C’est au cellier que veille le maître de chai, un grand personnage qui a conscience de ses hautes fonctions. Il vous ouvre solennellement la porte du temple, si vous arrivez accompagné d’un courtier connu ou avec une lettre du propriétaire de céans, vous fait même goûter le vin de la dernière vendange. Le maître de chai du château Lafi te est guindé, empesé, ne parle pas, un très bel homme, une taille, une tenue de gendarme ou de suisse de cathédrale. Il était au château avant que le baron, M. de Rothschild, en fît l’acquisition ; sa charge se transmet de père en fils ; il est plus que vous, il est plus que le maître du lieu : c’est le maître de chai. On dirait que le raisin ne peut mûrir sans son agrément, et que le vin n’arriverait pas à perfection s’il n’était là pour y veiller.

#### [Jeu de données]
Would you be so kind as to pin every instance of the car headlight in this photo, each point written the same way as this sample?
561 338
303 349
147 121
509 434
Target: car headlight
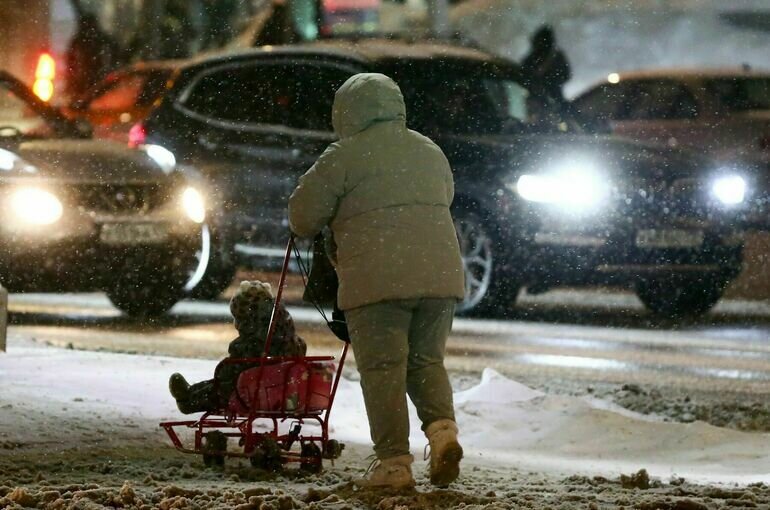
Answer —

#### [Travail à réaliser]
Recopiez le passage sur le cellier, tout ce qui va de « C’est au cellier » jusqu'à « pour y veiller. », en renommant « maître de chai » en « chef de cave ».

#### [Réponse finale]
C’est au cellier que veille le chef de cave, un grand personnage qui a conscience de ses hautes fonctions. Il vous ouvre solennellement la porte du temple, si vous arrivez accompagné d’un courtier connu ou avec une lettre du propriétaire de céans, vous fait même goûter le vin de la dernière vendange. Le chef de cave du château Lafi te est guindé, empesé, ne parle pas, un très bel homme, une taille, une tenue de gendarme ou de suisse de cathédrale. Il était au château avant que le baron, M. de Rothschild, en fît l’acquisition ; sa charge se transmet de père en fils ; il est plus que vous, il est plus que le maître du lieu : c’est le chef de cave. On dirait que le raisin ne peut mûrir sans son agrément, et que le vin n’arriverait pas à perfection s’il n’était là pour y veiller.